▶ EXCERPTED PASSAGE
◇ ◇ ◇ ◇ ◇
About 210 km east of Los Angeles, along the boundary of the Mojave and Colorado Deserts, stands a national park dedicated to the American Southwest’s most threatened botanical icon: the Joshua tree. With their shaggy bark, clusters of spiked leaves, and gnarled limbs reaching over 30 feet high, these trees (actually, they are succulents related to yuccas: Yucca brevifolia) reminded nineteenth-century Mormons of the biblical prophet Joshua with his arms stretched out in supplication—a gesture that befits these whimsical-looking and imperiled plants.1 Unlike the coastal redwoods and mountain sequoias that inspired the American preservationist John Muir’s advocacy in the early 1900s, Joshua trees had largely escaped the lumbering and habitat losses that devastated their more famous cousins to the north when this area became a national monument in 1936.2 “It’s something that you don’t even imagine could live on Earth and here it is,” says the ecologist Cameron Barrows, “It’s something very alien . . . like a Dr. Seuss book.”3 The biggest trees may be 1000 years old, adapted to brutal conditions in which summer temperatures soar above 40˚ C and annual rainfall measures a meager 228 mm.
The Joshua Tree National Park, established in 1994, still contains hundreds of thousands of these otherworldly trees. What worries Barrows and his team, though, is the dearth of juveniles in the park’s lower elevations. Their absence is a sign that seedlings are not surviving, in large part due to the high temperatures, drought conditions, and devastating wildfires associated with global warming. “They’re well adapted to what we have now,” Barrows remarks, “But you turn up the temperature a couple of degrees and that would be the end of most of these plants.”4 The 2020 Cima Dome fire in the nearby Mojave National Preserve offers a glimpse of this superheated future. It burned through over 43000 acres of old-growth Joshua tree forest, incinerating more than a million trees. Barrows has estimated that the tree habitat available in these two protected areas will decrease by as much as 90 percent by 2100. The NPS is doing what it can to shield “climate refugia” from wildfires and invasive species. Such proactive measures are becoming more routine as agency directors acknowledge that historical baselines for ecological protection and restoration have become outdated. Indeed, the NPS’s “Resist-Accept-Direct (RAD)” framework calls on rangers to assist endangered species in their search for a more suitable home, even though “managed relocation” remains ecologically uncertain and, for some, ethically questionable.
◇ ◇ ◇ ◇ ◇
▶ MATERIAL PROVIDED
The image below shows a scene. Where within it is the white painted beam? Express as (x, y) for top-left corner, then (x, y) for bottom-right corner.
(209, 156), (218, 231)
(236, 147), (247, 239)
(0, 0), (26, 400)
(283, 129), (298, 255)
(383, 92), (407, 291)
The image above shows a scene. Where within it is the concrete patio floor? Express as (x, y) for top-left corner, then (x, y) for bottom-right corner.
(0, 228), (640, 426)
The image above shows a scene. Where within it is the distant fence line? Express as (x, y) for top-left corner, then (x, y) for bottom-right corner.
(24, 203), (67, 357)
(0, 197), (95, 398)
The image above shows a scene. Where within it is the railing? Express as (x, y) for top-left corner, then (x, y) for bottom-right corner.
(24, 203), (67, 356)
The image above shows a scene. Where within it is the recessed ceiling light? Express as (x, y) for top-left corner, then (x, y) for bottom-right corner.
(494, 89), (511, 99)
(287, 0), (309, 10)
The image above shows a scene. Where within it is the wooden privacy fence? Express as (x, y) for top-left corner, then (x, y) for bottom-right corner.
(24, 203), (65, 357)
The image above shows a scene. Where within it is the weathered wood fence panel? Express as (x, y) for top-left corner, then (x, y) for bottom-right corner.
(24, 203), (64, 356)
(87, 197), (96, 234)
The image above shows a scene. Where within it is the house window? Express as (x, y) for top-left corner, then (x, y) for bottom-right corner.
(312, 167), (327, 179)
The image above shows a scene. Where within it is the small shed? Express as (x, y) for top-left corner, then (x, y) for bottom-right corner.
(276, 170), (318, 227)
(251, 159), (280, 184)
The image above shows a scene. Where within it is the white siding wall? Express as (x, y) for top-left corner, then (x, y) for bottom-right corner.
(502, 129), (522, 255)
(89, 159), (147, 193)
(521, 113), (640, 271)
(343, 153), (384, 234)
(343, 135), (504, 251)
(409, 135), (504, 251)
◇ ◇ ◇ ◇ ◇
▶ TASK
List each specific calendar year named in the passage on Joshua trees above, along with what the passage connects to that year.

▶ FINAL ANSWER
- 1936: The area became a national monument.
- 1994: Joshua Tree National Park was established.
- 2020: The Cima Dome fire burned in the nearby Mojave National Preserve.
- 2100: Barrows estimates that Joshua tree habitat in the two protected areas will decrease by as much as 90 percent by this year.